[Collection entries]

-=-=-=-=-

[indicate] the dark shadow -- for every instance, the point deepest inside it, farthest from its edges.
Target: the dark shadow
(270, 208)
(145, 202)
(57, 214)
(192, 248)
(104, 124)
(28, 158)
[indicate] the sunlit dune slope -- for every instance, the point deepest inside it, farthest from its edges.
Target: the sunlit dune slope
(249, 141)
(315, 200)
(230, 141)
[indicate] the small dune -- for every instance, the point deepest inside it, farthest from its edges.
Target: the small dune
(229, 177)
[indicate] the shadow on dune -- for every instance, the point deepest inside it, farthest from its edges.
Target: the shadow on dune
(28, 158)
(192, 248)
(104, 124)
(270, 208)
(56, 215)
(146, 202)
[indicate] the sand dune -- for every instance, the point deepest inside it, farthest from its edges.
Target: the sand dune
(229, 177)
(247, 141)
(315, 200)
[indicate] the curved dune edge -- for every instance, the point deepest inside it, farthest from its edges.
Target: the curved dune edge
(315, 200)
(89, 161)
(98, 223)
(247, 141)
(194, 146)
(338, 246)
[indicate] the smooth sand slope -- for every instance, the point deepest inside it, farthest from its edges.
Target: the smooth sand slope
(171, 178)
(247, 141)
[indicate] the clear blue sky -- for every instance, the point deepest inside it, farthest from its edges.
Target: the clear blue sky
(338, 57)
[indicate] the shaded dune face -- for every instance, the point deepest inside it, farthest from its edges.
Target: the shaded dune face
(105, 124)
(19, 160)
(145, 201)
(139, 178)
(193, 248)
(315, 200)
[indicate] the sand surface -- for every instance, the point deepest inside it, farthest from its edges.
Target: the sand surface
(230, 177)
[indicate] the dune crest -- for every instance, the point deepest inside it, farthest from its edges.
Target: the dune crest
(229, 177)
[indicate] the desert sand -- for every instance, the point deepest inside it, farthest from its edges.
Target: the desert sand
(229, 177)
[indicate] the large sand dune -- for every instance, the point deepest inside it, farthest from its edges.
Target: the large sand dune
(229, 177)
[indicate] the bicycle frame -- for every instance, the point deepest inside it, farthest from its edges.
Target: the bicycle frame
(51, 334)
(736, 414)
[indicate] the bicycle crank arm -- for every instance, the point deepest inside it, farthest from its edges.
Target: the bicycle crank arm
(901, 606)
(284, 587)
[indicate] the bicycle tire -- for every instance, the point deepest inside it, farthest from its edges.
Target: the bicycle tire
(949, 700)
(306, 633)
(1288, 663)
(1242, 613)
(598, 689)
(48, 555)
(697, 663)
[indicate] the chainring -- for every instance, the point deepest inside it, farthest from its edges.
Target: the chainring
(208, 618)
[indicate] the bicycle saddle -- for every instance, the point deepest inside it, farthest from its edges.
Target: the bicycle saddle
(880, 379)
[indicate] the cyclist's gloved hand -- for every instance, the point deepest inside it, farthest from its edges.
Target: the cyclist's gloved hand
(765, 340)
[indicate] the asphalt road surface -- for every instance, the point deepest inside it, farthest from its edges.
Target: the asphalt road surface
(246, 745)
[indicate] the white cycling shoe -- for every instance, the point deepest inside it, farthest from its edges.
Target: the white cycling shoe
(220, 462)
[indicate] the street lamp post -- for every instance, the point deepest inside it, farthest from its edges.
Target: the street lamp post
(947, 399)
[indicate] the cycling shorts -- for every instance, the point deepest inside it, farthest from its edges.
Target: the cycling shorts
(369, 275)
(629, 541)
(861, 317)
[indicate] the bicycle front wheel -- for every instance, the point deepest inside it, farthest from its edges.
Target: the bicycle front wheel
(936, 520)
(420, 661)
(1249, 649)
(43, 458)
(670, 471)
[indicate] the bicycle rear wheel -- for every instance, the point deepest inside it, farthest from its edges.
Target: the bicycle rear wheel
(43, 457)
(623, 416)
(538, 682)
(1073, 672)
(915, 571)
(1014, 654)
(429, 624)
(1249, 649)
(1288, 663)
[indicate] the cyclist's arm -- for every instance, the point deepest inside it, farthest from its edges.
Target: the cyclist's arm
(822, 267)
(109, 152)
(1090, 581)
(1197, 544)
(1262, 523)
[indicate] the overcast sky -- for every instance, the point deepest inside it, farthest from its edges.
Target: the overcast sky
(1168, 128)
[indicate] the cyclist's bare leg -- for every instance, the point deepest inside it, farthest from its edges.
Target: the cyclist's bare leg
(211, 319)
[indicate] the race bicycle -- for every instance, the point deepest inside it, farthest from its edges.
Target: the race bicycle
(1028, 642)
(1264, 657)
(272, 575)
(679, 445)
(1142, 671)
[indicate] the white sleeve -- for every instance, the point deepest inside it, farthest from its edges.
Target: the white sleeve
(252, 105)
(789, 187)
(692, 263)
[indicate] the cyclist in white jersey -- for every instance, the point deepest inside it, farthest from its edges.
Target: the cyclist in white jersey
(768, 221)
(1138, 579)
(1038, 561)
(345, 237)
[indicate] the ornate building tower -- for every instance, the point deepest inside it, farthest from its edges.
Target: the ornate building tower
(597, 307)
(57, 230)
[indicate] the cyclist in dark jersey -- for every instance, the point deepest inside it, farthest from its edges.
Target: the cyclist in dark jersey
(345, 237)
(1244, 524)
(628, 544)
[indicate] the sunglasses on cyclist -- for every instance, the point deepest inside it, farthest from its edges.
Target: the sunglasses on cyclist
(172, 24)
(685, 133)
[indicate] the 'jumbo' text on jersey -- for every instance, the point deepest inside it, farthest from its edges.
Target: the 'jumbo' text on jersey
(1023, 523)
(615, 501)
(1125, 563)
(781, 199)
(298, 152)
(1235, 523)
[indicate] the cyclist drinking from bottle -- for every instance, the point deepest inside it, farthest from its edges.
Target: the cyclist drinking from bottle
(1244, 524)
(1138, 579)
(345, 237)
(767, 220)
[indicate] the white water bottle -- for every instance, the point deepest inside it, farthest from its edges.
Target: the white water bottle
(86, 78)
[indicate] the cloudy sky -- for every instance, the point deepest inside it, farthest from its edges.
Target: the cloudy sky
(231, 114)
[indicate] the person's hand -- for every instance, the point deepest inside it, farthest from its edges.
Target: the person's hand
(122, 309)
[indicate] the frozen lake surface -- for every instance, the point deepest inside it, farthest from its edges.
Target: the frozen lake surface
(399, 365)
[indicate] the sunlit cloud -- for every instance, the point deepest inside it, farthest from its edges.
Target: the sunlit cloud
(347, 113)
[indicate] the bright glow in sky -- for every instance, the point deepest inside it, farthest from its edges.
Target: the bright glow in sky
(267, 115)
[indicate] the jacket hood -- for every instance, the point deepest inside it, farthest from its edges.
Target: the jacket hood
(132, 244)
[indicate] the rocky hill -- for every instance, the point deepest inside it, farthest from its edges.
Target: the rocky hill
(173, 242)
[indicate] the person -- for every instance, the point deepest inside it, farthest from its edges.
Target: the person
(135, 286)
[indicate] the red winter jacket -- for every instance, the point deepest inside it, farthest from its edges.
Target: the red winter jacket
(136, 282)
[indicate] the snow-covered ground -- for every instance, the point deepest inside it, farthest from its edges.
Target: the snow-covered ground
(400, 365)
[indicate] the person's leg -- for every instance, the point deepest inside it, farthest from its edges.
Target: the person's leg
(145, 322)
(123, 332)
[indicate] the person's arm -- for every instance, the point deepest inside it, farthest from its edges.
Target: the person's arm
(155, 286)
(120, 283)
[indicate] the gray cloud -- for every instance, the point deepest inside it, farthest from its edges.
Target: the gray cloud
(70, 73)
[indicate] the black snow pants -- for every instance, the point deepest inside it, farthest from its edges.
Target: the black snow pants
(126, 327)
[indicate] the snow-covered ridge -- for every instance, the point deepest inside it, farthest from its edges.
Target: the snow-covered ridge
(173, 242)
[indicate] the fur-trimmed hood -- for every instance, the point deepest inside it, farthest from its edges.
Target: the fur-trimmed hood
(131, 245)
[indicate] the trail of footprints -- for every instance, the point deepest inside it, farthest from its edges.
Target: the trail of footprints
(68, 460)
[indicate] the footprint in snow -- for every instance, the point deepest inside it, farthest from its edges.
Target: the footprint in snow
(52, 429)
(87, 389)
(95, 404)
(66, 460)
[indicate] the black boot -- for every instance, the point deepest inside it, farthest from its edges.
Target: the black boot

-=-=-=-=-

How to complete this task: Starting at the line above that holds "Target: the person's hand" and ending at the line that holds "[indicate] the sunlit cloud", transcribe each line exactly and include no other lines.

Answer section:
Target: the person's hand
(122, 309)
[indicate] the frozen lake surface -- for every instance, the point deepest inside it, farthest from its edges.
Target: the frozen lake surface
(399, 365)
[indicate] the sunlit cloud -- for every instance, the point deepest inside it, farthest from its edges.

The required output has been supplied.